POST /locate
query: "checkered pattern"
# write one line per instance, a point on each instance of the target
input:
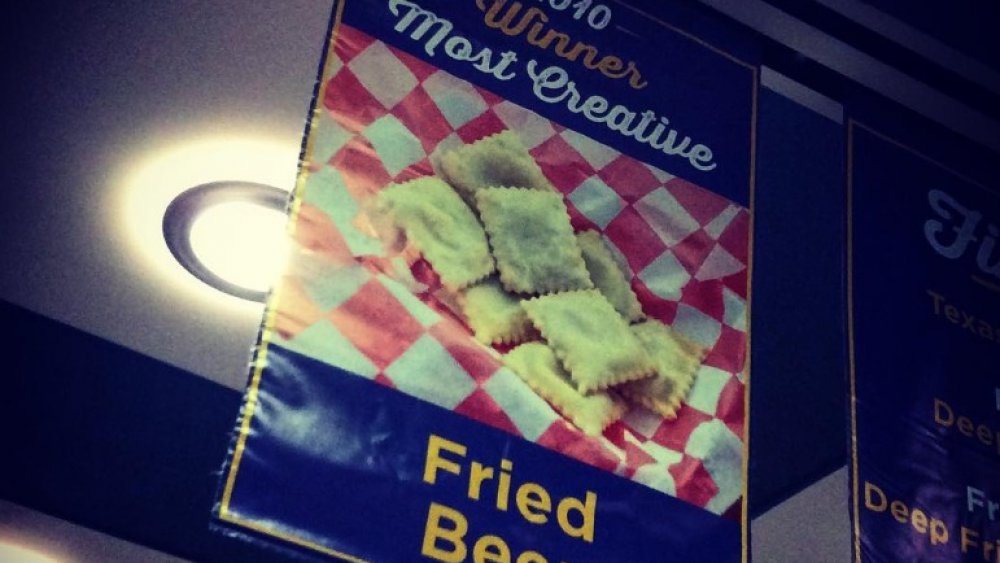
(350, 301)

********

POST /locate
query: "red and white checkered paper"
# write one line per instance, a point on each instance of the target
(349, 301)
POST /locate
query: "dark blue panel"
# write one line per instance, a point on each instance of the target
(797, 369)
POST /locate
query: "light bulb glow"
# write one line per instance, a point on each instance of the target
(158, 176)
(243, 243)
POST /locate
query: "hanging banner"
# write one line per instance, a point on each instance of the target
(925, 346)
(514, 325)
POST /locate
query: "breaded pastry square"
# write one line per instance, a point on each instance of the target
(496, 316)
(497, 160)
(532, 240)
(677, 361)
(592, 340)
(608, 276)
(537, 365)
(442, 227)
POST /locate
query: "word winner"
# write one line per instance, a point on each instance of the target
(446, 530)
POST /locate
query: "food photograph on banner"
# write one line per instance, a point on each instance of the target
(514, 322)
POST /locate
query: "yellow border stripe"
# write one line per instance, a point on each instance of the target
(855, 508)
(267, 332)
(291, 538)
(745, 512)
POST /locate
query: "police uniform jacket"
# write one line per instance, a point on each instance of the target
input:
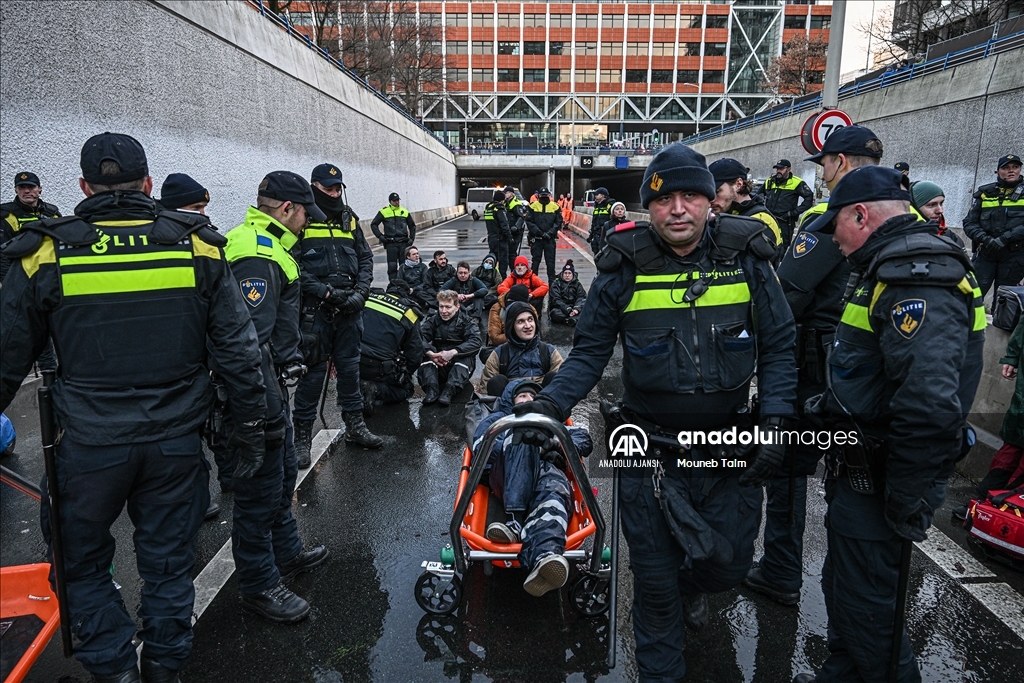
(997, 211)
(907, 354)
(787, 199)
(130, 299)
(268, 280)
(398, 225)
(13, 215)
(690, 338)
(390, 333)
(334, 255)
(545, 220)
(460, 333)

********

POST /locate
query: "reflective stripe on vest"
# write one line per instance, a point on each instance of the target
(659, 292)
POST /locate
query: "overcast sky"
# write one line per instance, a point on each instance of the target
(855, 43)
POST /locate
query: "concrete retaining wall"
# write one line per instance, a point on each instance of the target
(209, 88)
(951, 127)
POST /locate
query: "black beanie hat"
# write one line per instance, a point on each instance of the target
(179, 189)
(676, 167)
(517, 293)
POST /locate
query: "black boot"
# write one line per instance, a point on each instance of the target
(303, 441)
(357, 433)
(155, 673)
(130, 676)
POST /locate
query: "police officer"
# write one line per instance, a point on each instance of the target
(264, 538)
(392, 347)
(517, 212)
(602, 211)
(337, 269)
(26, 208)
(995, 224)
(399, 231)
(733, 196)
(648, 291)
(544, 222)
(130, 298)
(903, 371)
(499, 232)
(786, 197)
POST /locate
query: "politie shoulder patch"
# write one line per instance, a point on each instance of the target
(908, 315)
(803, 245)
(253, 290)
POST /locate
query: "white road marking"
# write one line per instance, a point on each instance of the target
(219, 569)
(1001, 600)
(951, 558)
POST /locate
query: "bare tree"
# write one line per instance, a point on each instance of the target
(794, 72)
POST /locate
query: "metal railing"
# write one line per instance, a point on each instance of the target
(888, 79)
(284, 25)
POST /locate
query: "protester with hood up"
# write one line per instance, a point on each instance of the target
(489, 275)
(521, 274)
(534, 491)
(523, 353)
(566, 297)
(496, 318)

********

Written problem: Extract every line from the rows above that contains the string "police". Case counts, so a line qualifies only if the letters match in case.

Expected answer:
query: "police uniform jacket"
query: "police officer"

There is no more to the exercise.